Supplied data: Begin

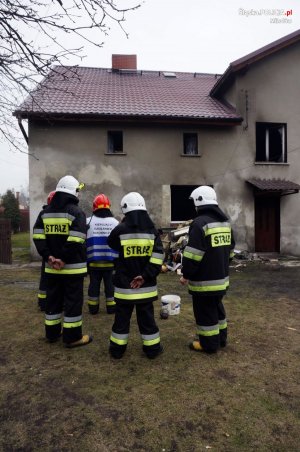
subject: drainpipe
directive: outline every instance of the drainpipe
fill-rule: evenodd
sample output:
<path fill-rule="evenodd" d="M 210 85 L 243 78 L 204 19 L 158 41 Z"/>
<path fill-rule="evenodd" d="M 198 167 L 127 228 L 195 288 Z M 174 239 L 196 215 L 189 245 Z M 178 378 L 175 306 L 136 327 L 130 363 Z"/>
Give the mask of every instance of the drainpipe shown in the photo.
<path fill-rule="evenodd" d="M 22 124 L 22 118 L 20 116 L 18 116 L 18 124 L 23 134 L 23 137 L 25 138 L 26 143 L 28 144 L 28 135 L 26 133 L 26 130 L 24 129 L 24 126 Z"/>

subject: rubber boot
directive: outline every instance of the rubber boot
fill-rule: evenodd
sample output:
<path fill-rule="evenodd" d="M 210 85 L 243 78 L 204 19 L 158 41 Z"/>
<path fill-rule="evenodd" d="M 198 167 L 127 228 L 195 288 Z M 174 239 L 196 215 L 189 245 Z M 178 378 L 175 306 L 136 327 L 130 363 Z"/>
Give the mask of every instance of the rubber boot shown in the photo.
<path fill-rule="evenodd" d="M 89 334 L 85 334 L 82 336 L 81 339 L 75 342 L 71 342 L 70 344 L 65 344 L 67 348 L 75 348 L 75 347 L 82 347 L 83 345 L 88 345 L 92 342 L 93 336 Z"/>

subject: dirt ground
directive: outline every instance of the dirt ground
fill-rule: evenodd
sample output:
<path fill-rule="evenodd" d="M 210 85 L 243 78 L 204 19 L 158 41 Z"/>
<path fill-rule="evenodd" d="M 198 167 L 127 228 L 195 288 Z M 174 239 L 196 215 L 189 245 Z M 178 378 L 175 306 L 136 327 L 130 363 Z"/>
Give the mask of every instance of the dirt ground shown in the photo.
<path fill-rule="evenodd" d="M 195 325 L 179 276 L 159 277 L 180 314 L 156 318 L 165 352 L 142 354 L 135 316 L 120 361 L 108 353 L 112 316 L 100 304 L 76 350 L 44 340 L 39 267 L 0 266 L 0 450 L 91 452 L 299 451 L 300 265 L 235 261 L 225 298 L 229 344 L 188 349 Z M 85 292 L 87 292 L 85 281 Z"/>

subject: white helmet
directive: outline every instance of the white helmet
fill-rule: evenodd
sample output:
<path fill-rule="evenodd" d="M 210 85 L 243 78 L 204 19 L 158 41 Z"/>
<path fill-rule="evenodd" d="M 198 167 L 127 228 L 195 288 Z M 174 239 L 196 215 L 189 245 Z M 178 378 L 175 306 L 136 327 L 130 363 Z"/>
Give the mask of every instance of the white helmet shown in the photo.
<path fill-rule="evenodd" d="M 205 206 L 207 204 L 218 205 L 215 190 L 207 185 L 195 188 L 191 193 L 190 199 L 194 201 L 195 207 Z"/>
<path fill-rule="evenodd" d="M 78 196 L 79 190 L 84 187 L 84 184 L 78 182 L 73 176 L 62 177 L 56 186 L 56 191 L 69 193 L 70 195 Z"/>
<path fill-rule="evenodd" d="M 121 210 L 125 214 L 131 212 L 132 210 L 147 210 L 147 209 L 145 200 L 142 197 L 142 195 L 135 191 L 132 191 L 130 193 L 127 193 L 127 195 L 125 195 L 122 198 Z"/>

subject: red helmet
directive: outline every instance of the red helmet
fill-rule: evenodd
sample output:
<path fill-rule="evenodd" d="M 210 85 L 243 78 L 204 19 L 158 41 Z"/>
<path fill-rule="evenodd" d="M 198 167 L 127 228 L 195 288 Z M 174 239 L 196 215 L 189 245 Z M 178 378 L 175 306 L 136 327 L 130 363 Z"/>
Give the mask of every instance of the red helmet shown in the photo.
<path fill-rule="evenodd" d="M 103 193 L 97 195 L 93 201 L 93 212 L 97 209 L 110 209 L 110 201 Z"/>
<path fill-rule="evenodd" d="M 55 191 L 50 191 L 48 198 L 47 198 L 47 204 L 49 205 L 52 201 L 53 196 L 55 195 Z"/>

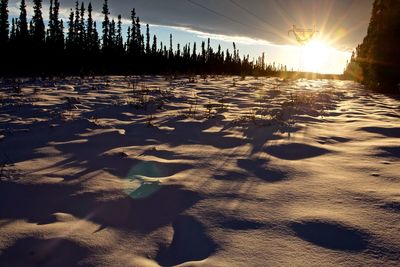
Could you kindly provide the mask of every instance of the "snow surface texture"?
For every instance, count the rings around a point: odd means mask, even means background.
[[[400,264],[399,99],[102,77],[0,103],[0,266]]]

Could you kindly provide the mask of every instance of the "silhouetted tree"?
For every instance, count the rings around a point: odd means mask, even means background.
[[[169,35],[169,58],[174,58],[174,49],[173,49],[173,41],[172,41],[172,34]]]
[[[36,42],[37,45],[44,43],[45,40],[45,28],[44,22],[42,17],[42,0],[34,0],[33,1],[33,40]]]
[[[69,13],[69,19],[68,19],[68,35],[67,35],[67,41],[66,41],[66,48],[68,51],[74,50],[74,44],[75,44],[75,30],[74,30],[74,12],[71,9],[71,12]]]
[[[6,62],[8,61],[8,43],[9,43],[9,27],[8,22],[8,0],[0,1],[0,73],[5,72],[7,69]],[[15,30],[14,20],[13,27]]]
[[[79,34],[79,45],[82,49],[87,48],[86,43],[86,29],[85,29],[85,5],[82,2],[81,9],[79,10],[79,24],[78,24],[78,34]]]
[[[0,1],[0,48],[8,42],[8,0]]]
[[[20,42],[23,42],[26,41],[29,36],[25,0],[21,0],[19,10],[20,15],[17,23],[17,38]]]
[[[400,1],[375,0],[367,36],[345,74],[369,88],[399,92]]]
[[[150,55],[150,29],[149,24],[146,24],[146,54]]]
[[[50,0],[49,29],[47,31],[47,43],[51,49],[62,50],[64,48],[63,23],[59,19],[60,2]]]
[[[97,53],[100,50],[100,40],[99,33],[97,32],[97,23],[96,21],[93,23],[93,39],[92,39],[92,49],[94,53]]]
[[[64,23],[60,19],[60,1],[49,2],[47,28],[42,18],[42,0],[33,0],[33,4],[34,15],[28,27],[26,3],[21,0],[19,18],[11,19],[10,32],[8,0],[0,0],[0,45],[3,47],[0,53],[1,59],[6,59],[4,62],[10,62],[7,67],[5,64],[0,66],[0,74],[268,73],[264,70],[264,55],[255,63],[254,59],[250,61],[249,56],[241,60],[235,44],[233,54],[229,50],[224,54],[221,46],[214,52],[210,39],[207,40],[207,46],[202,42],[200,54],[197,53],[196,43],[193,43],[193,48],[190,43],[177,43],[174,51],[172,34],[169,36],[169,49],[162,42],[158,47],[156,35],[151,44],[150,27],[147,24],[146,32],[142,34],[135,9],[131,12],[131,25],[124,42],[122,16],[118,15],[118,20],[110,19],[107,0],[102,8],[104,19],[101,38],[90,2],[87,17],[84,3],[75,2],[75,8],[71,9],[68,18],[66,38]],[[8,42],[11,45],[4,48]],[[13,55],[13,60],[7,60],[8,55]]]
[[[153,45],[151,46],[151,54],[153,56],[156,56],[157,54],[157,36],[153,36]]]
[[[141,55],[144,50],[144,38],[142,36],[142,31],[140,29],[140,18],[136,17],[136,49],[137,55]]]
[[[92,3],[88,5],[88,18],[86,27],[86,47],[91,54],[95,54],[99,50],[99,37],[96,29],[96,22],[92,17],[93,7]]]
[[[104,15],[103,20],[103,52],[108,52],[110,48],[110,19],[108,16],[110,15],[110,10],[108,8],[108,1],[104,0],[103,11]]]
[[[10,43],[14,44],[15,39],[17,37],[17,26],[16,26],[16,19],[12,18],[11,20],[11,32],[10,32]]]
[[[137,35],[136,35],[136,11],[132,9],[131,11],[131,27],[128,33],[127,50],[130,55],[134,55],[137,50]]]
[[[196,42],[193,44],[193,53],[192,53],[192,61],[196,62],[197,61],[197,51],[196,51]]]
[[[124,54],[124,40],[122,37],[122,16],[118,15],[117,33],[116,33],[116,49],[119,56]]]
[[[116,32],[115,21],[114,19],[112,19],[110,23],[110,33],[109,33],[110,49],[112,52],[115,52],[116,48],[115,32]]]

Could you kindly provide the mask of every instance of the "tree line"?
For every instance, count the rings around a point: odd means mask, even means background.
[[[367,36],[353,52],[345,76],[368,88],[399,93],[400,1],[375,0]]]
[[[0,66],[1,76],[73,75],[73,74],[235,74],[271,75],[286,70],[283,65],[266,64],[265,55],[256,60],[233,52],[214,50],[210,39],[200,47],[158,42],[149,25],[142,28],[135,9],[131,25],[122,29],[122,16],[110,16],[104,0],[98,32],[93,6],[76,1],[68,21],[60,18],[60,1],[50,0],[46,27],[42,0],[33,0],[33,17],[28,21],[26,2],[21,0],[19,17],[9,19],[8,0],[0,0]],[[100,26],[100,25],[99,25]],[[99,27],[100,28],[100,27]],[[125,36],[125,38],[124,38]]]

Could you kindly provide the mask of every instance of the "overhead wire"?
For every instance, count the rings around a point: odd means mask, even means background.
[[[245,7],[244,5],[239,4],[236,0],[227,0],[227,1],[229,1],[231,4],[233,4],[236,8],[239,8],[239,9],[245,11],[246,13],[251,15],[252,17],[258,19],[261,22],[263,22],[268,27],[269,31],[266,31],[265,29],[261,29],[260,27],[255,26],[255,25],[245,24],[245,23],[243,23],[243,22],[241,22],[241,21],[239,21],[237,19],[229,17],[229,16],[227,16],[227,15],[225,15],[225,14],[223,14],[223,13],[221,13],[221,12],[215,10],[215,9],[212,9],[210,7],[207,7],[207,6],[203,5],[203,4],[200,4],[200,3],[198,3],[198,2],[196,2],[194,0],[186,0],[186,1],[191,3],[192,5],[200,7],[200,8],[202,8],[202,9],[204,9],[204,10],[210,12],[210,13],[213,13],[214,15],[217,15],[219,17],[225,18],[225,19],[227,19],[227,20],[229,20],[231,22],[240,24],[240,25],[245,26],[245,27],[258,29],[258,30],[262,31],[263,33],[267,32],[267,33],[270,33],[270,34],[274,34],[276,36],[279,36],[279,37],[285,39],[286,41],[290,41],[291,42],[291,39],[289,37],[287,37],[286,35],[283,35],[281,32],[279,32],[271,23],[269,23],[267,20],[265,20],[264,18],[260,17],[259,15],[257,15],[256,13],[254,13],[253,11],[251,11],[249,8]],[[279,2],[279,0],[274,0],[274,2],[275,2],[275,4],[278,5],[278,8],[280,9],[279,11],[281,12],[281,16],[283,15],[282,13],[286,13],[286,15],[288,15],[288,12],[286,12],[283,9],[283,7],[282,7],[281,3]],[[287,18],[287,16],[286,16],[286,18]],[[293,17],[290,17],[290,18],[293,19]]]
[[[189,2],[189,3],[191,3],[192,5],[195,5],[195,6],[197,6],[197,7],[200,7],[200,8],[202,8],[202,9],[204,9],[204,10],[209,11],[209,12],[213,13],[214,15],[223,17],[223,18],[225,18],[225,19],[227,19],[227,20],[229,20],[229,21],[231,21],[231,22],[240,24],[240,25],[242,25],[242,26],[244,26],[244,27],[246,27],[246,28],[256,28],[256,29],[258,29],[258,30],[260,30],[260,31],[263,31],[264,33],[266,32],[265,29],[261,29],[261,28],[259,28],[259,27],[257,27],[257,26],[249,25],[249,24],[243,23],[243,22],[241,22],[241,21],[239,21],[239,20],[236,20],[236,19],[234,19],[234,18],[231,18],[231,17],[229,17],[229,16],[227,16],[227,15],[221,13],[221,12],[218,12],[218,11],[212,9],[212,8],[209,8],[209,7],[205,6],[205,5],[202,5],[202,4],[200,4],[200,3],[196,2],[196,1],[193,1],[193,0],[186,0],[186,1]],[[269,33],[272,33],[272,32],[269,32]],[[276,34],[276,33],[273,33],[273,34]]]
[[[221,17],[223,17],[223,18],[225,18],[225,19],[227,19],[227,20],[229,20],[231,22],[235,22],[235,23],[241,24],[241,25],[243,25],[245,27],[248,27],[247,25],[245,25],[244,23],[242,23],[242,22],[240,22],[240,21],[238,21],[236,19],[228,17],[228,16],[226,16],[226,15],[224,15],[224,14],[218,12],[218,11],[215,11],[215,10],[213,10],[213,9],[211,9],[209,7],[206,7],[206,6],[202,5],[202,4],[199,4],[199,3],[197,3],[197,2],[195,2],[193,0],[186,0],[186,1],[188,1],[189,3],[191,3],[191,4],[195,5],[195,6],[198,6],[198,7],[202,8],[202,9],[205,9],[205,10],[207,10],[207,11],[209,11],[209,12],[211,12],[211,13],[217,15],[217,16],[221,16]]]
[[[232,4],[234,4],[236,7],[246,11],[247,13],[249,13],[250,15],[252,15],[253,17],[256,17],[258,20],[262,21],[263,23],[267,24],[269,27],[274,27],[272,26],[272,24],[270,24],[269,22],[267,22],[266,20],[264,20],[263,18],[261,18],[259,15],[255,14],[253,11],[249,10],[248,8],[246,8],[245,6],[240,5],[239,3],[237,3],[235,0],[228,0],[229,2],[231,2]]]

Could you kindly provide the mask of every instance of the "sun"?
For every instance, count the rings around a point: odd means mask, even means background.
[[[312,40],[303,47],[304,71],[324,72],[329,64],[332,48],[322,40]]]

Supplied data: End

__Required action__: Lines above that contain the string "Could" make up the answer.

__Your solution__:
Could you kindly provide the mask of every instance of the "snow surface texture"?
Could you kindly provide the mask of every instance of the "silhouetted tree"?
Could you kindly provide the mask of every instance of the "tree line"?
Could you kindly provide the mask of every instance of the "overhead wire"?
Could you kindly provide the mask of every instance of the "sun"?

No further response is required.